▸ **TASK SET**:
[A] According to the text on Sudoku solvers, which stochastic-based optimization method has recently been shown to perform well on instances of orders 3, 4 and 5?
[B] Carry on the text about Sudoku solving methods, starting right after its final sentence.

▸ **GIVEN TEXT**:
Many rapid-style solvers employ backtracking searches, with various pruning techniques also being used in order to help reduce the size of the search tree. Note, however, that regardless of whether pruning methods are used or not, it is still the case that this sort of methodology might still take an unreasonable amount of time for many larger Sudoku problems. One alternative to this method is to employ stochastic-based optimisation methods instead such as Simulated Annealing, which has recently been shown to perform well on various instances of orders 3, 4 and 5.

Finally, another alternative uses finite domain constraint programming. A constraint program specifies the constraints of the puzzle (the fact that every number in each row, each column, and each 3×3 region must be unique, and the provided "givens"); a finite-domain solver applies the constraints successively to narrow down the solution space until a solution is found. Backtracking or stochastic optimisation techniques may be applied when alternate values cannot be excluded.

Rapid solvers are preferred for trial-and-error puzzle-creation algorithms, which allow for testing large numbers of partial problems for validity in a short time; human-style solvers can be employed by hand-crafting puzzlesmiths for their ability to rate the challenge of a created puzzle and show the actual solving process their target audience can be expected to follow.

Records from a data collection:

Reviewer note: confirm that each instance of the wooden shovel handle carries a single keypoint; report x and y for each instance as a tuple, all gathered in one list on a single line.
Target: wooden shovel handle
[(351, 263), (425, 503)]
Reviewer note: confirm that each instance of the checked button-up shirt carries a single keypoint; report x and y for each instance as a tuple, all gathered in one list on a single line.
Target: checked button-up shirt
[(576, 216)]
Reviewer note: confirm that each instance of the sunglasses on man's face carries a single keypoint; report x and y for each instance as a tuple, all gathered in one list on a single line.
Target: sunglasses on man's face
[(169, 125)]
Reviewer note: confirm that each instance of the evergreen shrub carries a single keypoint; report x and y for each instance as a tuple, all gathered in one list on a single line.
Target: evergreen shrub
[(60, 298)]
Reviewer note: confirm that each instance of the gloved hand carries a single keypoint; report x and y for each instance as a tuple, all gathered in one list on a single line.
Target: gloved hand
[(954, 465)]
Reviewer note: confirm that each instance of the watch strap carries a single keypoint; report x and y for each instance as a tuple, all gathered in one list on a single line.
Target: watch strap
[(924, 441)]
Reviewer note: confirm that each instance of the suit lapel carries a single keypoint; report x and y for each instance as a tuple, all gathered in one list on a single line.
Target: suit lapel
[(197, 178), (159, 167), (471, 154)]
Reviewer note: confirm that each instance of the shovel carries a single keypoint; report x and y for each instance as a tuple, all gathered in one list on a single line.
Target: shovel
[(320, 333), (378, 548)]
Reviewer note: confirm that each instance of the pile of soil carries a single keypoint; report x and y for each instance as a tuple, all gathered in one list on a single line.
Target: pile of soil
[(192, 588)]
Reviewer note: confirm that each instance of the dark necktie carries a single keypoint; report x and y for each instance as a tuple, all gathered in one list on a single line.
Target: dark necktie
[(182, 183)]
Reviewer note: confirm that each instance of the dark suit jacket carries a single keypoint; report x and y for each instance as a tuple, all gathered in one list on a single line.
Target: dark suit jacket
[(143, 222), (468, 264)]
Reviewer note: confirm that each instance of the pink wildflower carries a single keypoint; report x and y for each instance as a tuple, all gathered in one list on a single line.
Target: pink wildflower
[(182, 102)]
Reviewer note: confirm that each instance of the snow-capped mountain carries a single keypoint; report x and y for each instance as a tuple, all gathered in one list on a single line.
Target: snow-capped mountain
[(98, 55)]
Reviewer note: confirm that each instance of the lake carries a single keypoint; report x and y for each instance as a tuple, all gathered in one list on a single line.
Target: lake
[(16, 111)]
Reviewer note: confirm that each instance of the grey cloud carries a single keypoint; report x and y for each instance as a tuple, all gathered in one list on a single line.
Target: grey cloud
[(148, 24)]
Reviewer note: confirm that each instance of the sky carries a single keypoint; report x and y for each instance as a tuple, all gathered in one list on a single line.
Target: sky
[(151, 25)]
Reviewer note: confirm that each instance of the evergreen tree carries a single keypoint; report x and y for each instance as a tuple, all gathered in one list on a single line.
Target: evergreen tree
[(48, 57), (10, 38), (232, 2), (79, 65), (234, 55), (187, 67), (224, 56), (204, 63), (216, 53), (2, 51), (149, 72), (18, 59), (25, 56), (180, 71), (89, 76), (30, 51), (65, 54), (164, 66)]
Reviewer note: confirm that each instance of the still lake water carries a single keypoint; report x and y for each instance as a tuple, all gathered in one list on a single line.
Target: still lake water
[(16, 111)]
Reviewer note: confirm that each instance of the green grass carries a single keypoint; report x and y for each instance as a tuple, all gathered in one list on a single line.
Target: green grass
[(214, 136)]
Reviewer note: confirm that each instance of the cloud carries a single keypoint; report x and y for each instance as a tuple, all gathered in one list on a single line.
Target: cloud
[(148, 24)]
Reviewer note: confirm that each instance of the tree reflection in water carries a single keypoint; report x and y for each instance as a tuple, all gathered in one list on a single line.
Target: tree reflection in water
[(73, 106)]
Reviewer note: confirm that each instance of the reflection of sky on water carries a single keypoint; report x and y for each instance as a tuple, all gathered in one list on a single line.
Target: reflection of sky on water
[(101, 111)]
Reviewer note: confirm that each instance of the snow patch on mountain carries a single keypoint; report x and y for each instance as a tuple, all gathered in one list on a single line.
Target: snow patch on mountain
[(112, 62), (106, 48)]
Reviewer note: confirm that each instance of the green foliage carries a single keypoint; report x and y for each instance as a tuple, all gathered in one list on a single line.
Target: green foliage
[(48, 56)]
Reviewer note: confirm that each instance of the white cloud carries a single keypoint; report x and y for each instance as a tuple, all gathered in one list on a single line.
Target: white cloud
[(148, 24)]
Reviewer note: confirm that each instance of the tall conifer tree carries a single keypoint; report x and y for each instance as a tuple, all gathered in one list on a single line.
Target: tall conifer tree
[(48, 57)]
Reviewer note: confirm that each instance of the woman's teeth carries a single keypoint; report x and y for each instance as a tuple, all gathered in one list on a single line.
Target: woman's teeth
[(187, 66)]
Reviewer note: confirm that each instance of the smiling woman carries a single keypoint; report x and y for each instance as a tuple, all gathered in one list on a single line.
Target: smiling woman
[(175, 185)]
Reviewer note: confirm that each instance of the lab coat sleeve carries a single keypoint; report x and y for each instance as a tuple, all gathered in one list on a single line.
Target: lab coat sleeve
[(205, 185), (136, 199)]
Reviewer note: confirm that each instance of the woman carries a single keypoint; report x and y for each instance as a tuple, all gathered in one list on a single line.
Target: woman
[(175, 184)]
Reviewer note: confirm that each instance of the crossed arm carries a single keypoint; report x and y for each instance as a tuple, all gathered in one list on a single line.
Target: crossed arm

▸ **RESULTS FOR EACH TASK**:
[A] Simulated Annealing.

[B]
Difficulty ratings

The difficulty of a puzzle is based on the relevance and the positioning of the given numbers rather than their quantity. Surprisingly, the number of givens does not always reflect a puzzle's difficulty. Computer solvers can estimate the difficulty for a human to find the solution, based on the complexity of the solving techniques required. Some online versions offer several difficulty levels.

Most publications sort their Sudoku puzzles into four or five rating levels, although the actual cut-off points and the names of the levels themselves can vary widely. Typically, however, the titles are synonyms of "easy", "intermediate", "hard", and "challenging". Another approach is to rely on the experience of a group of human test solvers. Puzzles can be published with a median solving time rather than an algorithmically defined difficulty level.

Construction

Building a Sudoku puzzle can be performed by pre-determining the locations of the givens and assigning them values only as needed to make deductive progress. This technique gives the constructor greater control over the flow of puzzle solving, leading the solver along the same path the compiler used in building the puzzle. Great caution is required, however, as failing to recognize where a number can be logically deduced at any point in construction—regardless of how tortuous that logic may be—can result in an unsolvable puzzle when defining a future given contradicts what has already been built. Building a Sudoku with symmetrical givens is a simple matter of placing the undefined givens in a symmetrical pattern to begin with.

Nikoli Sudoku are hand-constructed, with the author being credited; the givens are always found in a symmetrical pattern.^[5] Dell Number Place Challenger (see Variants below) puzzles also list authors. The Sudoku puzzles printed in most UK newspapers are apparently computer-generated but employ symmetrical givens; The Guardian famously claimed that because they were hand-constructed, their puzzles would contain "imperceptible witticisms" that would be very unlikely in computer-generated Sudoku.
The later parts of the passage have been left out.